__Problem requirements__
Look for the word "blurred" in the data below, and copy every line that holds it.
[Excerpted data Boundary: Start]
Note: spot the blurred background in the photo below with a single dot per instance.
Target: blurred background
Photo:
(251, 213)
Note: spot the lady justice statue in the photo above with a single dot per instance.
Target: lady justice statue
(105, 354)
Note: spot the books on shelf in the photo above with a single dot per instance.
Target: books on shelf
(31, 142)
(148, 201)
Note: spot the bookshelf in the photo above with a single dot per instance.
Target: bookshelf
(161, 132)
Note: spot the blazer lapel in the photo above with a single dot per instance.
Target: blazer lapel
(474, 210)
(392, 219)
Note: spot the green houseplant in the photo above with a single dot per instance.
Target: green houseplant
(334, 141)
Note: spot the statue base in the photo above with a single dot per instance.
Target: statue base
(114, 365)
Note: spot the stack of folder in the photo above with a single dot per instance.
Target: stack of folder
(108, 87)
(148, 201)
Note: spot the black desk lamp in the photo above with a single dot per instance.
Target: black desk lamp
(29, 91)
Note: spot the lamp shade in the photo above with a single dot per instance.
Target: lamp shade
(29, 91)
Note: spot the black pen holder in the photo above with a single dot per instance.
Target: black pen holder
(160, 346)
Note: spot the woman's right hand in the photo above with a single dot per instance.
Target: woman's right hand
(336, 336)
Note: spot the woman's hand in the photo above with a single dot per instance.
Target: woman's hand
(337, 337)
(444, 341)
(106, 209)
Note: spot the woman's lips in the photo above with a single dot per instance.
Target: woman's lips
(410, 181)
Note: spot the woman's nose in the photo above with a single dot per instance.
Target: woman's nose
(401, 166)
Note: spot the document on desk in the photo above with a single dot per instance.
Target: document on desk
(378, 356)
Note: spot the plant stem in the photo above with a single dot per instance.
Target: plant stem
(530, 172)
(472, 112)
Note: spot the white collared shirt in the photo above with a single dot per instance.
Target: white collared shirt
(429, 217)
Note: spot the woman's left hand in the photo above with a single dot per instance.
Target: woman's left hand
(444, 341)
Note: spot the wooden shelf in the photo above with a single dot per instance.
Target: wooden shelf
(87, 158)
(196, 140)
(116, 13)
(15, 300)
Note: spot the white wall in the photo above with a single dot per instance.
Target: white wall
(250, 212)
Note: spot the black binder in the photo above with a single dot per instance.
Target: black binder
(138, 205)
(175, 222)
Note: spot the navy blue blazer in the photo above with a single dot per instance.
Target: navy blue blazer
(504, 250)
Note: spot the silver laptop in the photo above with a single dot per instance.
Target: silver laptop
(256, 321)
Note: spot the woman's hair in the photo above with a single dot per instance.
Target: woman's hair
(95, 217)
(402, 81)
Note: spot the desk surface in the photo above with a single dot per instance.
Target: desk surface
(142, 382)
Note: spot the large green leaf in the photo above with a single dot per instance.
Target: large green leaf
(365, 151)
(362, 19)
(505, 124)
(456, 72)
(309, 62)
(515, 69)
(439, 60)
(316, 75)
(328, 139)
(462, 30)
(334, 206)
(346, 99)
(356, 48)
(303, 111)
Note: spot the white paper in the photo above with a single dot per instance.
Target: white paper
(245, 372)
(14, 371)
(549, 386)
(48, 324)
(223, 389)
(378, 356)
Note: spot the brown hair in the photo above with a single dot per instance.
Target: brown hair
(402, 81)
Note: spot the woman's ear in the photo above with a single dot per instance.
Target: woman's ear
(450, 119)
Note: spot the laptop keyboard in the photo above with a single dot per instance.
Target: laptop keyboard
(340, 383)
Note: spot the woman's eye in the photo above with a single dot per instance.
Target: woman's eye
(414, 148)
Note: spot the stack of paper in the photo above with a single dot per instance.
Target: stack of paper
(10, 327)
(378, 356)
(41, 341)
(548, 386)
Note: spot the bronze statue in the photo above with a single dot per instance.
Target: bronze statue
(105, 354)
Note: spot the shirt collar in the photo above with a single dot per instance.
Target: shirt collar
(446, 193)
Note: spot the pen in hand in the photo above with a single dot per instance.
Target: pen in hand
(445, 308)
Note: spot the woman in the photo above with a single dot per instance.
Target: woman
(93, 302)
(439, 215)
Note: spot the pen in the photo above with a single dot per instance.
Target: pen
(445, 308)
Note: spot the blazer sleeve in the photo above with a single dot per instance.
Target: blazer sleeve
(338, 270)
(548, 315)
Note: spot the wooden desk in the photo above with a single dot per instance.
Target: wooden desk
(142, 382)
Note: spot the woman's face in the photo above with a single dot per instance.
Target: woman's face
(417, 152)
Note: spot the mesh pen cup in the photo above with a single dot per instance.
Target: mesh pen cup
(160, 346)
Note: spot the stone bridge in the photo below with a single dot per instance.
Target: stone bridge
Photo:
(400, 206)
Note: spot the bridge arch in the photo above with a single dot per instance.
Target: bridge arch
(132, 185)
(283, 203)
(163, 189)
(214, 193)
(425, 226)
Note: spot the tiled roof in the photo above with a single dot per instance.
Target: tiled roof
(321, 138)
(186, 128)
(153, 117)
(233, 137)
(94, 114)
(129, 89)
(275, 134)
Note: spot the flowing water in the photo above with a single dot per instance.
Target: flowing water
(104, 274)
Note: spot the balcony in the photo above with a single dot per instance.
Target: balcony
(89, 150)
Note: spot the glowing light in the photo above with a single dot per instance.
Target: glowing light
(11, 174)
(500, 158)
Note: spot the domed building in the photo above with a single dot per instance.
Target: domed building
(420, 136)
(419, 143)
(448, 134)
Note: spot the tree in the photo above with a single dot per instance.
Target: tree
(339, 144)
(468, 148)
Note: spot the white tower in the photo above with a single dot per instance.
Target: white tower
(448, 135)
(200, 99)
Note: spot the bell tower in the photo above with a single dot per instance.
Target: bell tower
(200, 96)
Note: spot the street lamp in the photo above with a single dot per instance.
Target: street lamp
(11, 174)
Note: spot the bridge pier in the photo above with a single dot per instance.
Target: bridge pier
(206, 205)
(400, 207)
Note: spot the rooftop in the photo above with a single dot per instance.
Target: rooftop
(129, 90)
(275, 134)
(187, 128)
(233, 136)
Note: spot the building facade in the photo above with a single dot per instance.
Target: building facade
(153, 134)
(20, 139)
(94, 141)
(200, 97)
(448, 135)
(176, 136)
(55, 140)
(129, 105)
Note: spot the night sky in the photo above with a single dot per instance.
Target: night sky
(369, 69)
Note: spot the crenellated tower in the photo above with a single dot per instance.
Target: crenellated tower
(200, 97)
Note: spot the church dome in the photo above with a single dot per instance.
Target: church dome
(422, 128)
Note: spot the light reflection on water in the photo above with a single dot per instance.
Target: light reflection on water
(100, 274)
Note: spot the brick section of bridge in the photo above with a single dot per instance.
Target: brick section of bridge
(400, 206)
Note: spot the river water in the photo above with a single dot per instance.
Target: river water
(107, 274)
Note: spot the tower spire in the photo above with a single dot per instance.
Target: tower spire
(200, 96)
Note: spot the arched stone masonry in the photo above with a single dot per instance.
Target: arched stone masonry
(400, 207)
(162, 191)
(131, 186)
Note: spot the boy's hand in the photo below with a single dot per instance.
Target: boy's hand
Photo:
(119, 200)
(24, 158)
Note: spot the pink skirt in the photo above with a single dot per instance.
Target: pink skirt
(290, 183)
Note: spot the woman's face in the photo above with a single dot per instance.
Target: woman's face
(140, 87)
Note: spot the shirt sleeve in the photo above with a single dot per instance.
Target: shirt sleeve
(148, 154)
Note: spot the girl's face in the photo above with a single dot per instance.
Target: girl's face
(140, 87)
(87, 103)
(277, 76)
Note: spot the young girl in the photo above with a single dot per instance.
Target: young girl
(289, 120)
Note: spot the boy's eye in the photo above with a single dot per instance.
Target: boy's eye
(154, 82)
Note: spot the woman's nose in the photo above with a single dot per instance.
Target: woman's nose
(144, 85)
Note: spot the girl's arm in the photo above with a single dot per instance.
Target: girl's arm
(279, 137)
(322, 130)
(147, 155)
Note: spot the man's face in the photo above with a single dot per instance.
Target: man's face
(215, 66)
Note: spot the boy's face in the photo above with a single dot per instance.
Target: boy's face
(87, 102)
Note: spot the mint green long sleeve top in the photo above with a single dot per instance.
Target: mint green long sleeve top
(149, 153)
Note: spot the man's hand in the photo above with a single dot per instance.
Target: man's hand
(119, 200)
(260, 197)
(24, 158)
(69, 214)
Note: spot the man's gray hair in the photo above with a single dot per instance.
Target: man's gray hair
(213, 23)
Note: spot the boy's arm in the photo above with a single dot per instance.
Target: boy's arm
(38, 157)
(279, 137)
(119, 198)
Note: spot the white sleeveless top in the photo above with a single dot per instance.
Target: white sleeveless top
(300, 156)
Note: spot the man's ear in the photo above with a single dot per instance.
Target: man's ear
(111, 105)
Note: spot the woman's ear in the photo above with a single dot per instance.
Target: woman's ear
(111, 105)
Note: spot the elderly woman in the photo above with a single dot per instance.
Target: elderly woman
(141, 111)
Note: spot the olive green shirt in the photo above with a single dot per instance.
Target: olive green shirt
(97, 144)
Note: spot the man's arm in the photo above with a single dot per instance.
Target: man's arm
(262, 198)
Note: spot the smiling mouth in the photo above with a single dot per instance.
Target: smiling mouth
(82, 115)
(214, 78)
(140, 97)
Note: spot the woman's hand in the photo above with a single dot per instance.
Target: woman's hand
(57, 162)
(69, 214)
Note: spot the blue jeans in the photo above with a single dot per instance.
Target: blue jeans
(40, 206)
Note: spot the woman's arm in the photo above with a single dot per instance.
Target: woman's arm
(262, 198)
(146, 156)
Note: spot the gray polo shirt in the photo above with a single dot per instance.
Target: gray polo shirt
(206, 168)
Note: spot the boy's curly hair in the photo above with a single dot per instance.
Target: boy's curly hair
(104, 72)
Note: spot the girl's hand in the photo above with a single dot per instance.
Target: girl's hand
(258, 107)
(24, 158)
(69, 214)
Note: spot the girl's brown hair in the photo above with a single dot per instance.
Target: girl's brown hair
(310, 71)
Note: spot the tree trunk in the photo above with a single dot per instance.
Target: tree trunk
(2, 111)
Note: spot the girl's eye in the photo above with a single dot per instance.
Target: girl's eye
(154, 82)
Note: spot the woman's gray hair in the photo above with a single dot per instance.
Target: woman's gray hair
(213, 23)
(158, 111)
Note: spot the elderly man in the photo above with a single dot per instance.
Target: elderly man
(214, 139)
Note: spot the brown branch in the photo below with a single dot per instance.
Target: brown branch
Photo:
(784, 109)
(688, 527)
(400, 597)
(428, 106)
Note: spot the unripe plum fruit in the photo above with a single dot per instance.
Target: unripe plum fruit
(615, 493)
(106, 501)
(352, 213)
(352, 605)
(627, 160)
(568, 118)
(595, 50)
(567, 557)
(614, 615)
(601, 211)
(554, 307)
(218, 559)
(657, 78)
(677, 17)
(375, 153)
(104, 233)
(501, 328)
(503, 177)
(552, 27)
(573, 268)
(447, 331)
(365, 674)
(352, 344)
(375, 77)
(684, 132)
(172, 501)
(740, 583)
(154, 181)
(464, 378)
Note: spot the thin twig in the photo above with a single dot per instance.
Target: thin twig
[Excerpted data Boundary: End]
__Task response__
Note: spot the blurred background in the photo below with a single dot per instance.
Target: blurred background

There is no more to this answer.